Une bonne partie du corps électorale, convoqué aux urnes le 07 octobre, n’a connu que lui. Pourtant, à 85 ans dont bientôt 36 passés à la tête de l’Etat, le président sortant tente de convaincre qu’il incarne toujours l’avenir.
«Highlander…» Voilà le surnom donné au président de la République du Cameroun par l’humoriste franco-nigérien Mamane, pour moquer sa longévité au pouvoir. Il s’agit du titre d’une série télévisée. Diffusée pour la première fois dans les années 90, elle met en scène un immortel de 400 ans affichant une fraicheur de jeunesse… Sauf que dans la vraie vie, le temps qui passe laisse des marques. Même chez Paul Biya, choyé par près de 56 années passées sous les lambris dorées des résidences cossues de la République, elles sont de plus en plus visibles.
«Si l’allure et la mise relèvent toujours du plus grand soin, le maquillage ne suffit plus à masquer les aspérités : sous le menton, la peau flétrit et ça se voit ; les traits du visage, sous l’effet des loupes des caméras, trahissent les outrages du temps. M. Paul Biya accuse le poids de l’âge et de la charge», peignait, feu Richard Touna, dans un numéro de Repères paru au lendemain de l’adresse de Paul Biya à la jeunesse le 10 février 2007. Le locataire d’Etoudi avait alors 74 ans. Aujourd’hui, il en a 85 ans, dont bientôt 36 passés à la tête de l’Etat.

■ ■ ■ ■ ■ ■ ■

CONSIGNE 1:
Répondez aux questions suivantes d'après l'article sur Paul Biya.
(a) Quel âge a le président sortant ?
(b) Quel surnom l'humoriste Mamane lui donne-t-il ?
(c) À quelle date Paul Biya s'est-il adressé à la jeunesse ?
CONSIGNE 2: Recopiez l'article sur Paul Biya depuis «Une bonne partie» jusqu'à «incarne toujours l’avenir.» inclus.
CONSIGNE 3: Relevez toutes les personnes désignées par leur nom dans l'article sur Paul Biya.

■ ■ ■ ■ ■ ■ ■

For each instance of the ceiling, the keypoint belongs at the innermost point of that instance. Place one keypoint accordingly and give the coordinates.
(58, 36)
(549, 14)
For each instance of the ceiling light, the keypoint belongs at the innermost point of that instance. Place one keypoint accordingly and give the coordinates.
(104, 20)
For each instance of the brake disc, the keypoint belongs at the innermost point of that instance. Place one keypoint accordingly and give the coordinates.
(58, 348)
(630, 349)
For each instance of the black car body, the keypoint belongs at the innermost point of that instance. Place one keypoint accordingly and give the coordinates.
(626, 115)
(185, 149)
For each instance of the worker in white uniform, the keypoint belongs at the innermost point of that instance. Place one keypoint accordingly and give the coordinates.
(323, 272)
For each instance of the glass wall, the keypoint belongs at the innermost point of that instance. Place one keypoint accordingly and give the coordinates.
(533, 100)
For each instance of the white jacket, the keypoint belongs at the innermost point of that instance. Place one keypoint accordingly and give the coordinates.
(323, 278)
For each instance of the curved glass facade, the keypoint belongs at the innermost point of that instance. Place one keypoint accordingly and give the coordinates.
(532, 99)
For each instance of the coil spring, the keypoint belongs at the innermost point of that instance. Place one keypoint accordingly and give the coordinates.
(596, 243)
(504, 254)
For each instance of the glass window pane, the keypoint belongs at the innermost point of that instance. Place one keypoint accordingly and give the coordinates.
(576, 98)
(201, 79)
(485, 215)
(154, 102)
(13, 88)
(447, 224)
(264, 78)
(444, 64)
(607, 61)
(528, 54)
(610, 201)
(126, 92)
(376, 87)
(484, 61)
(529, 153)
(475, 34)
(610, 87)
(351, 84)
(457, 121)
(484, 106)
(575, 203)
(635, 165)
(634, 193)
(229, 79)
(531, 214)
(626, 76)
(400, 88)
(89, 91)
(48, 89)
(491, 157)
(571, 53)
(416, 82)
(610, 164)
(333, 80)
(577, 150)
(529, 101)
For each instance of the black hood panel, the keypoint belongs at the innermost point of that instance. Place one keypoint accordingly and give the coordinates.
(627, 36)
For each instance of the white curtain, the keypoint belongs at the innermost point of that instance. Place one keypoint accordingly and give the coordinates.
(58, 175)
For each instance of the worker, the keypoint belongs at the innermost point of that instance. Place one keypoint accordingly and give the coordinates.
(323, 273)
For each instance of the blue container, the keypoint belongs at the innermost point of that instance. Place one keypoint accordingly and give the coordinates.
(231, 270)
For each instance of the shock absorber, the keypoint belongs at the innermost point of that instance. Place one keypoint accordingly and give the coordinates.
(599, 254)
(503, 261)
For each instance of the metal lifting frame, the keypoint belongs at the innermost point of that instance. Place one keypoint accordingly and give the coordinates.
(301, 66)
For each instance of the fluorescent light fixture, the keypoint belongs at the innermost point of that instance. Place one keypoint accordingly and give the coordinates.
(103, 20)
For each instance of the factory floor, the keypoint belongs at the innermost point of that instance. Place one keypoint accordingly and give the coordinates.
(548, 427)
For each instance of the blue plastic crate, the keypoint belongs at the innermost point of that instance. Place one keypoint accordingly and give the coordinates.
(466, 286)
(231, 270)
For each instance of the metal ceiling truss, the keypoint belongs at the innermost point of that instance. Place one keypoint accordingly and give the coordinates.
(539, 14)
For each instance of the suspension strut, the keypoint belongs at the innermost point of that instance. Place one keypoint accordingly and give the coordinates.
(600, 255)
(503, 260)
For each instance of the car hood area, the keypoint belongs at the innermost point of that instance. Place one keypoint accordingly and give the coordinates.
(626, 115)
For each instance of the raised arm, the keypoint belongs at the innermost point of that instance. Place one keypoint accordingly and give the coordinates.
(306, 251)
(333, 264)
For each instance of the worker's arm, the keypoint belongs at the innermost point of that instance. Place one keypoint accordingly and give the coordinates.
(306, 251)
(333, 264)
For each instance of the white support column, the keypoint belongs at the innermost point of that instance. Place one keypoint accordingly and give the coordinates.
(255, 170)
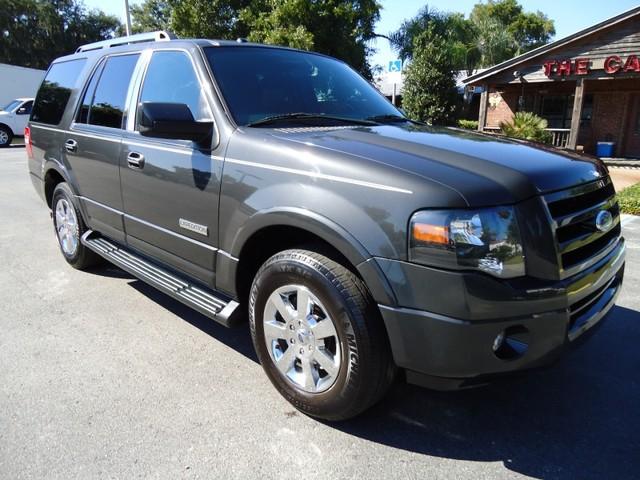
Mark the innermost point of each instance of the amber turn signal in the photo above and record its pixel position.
(427, 233)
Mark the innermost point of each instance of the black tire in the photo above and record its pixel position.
(81, 257)
(8, 138)
(366, 370)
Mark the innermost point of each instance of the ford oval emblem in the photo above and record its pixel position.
(604, 220)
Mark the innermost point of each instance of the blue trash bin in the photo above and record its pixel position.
(605, 149)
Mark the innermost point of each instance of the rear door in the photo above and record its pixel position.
(22, 117)
(92, 144)
(170, 188)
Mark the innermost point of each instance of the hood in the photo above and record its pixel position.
(484, 169)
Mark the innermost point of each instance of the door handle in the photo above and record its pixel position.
(135, 160)
(71, 145)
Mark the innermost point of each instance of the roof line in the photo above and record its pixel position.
(553, 45)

■ ■ ■ ■ ■ ■ ■

CORRIGÉ 1:
(a) Il a 85 ans.
(b) Il le surnomme « Highlander ».
(c) Il s'est adressé à la jeunesse le 10 février 2007.

CORRIGÉ 2:
Une bonne partie du corps électorale, convoqué aux urnes le 07 octobre, n’a connu que lui. Pourtant, à 85 ans dont bientôt 36 passés à la tête de l’Etat, le président sortant tente de convaincre qu’il incarne toujours l’avenir.

CORRIGÉ 3: Paul Biya, Mamane, Richard Touna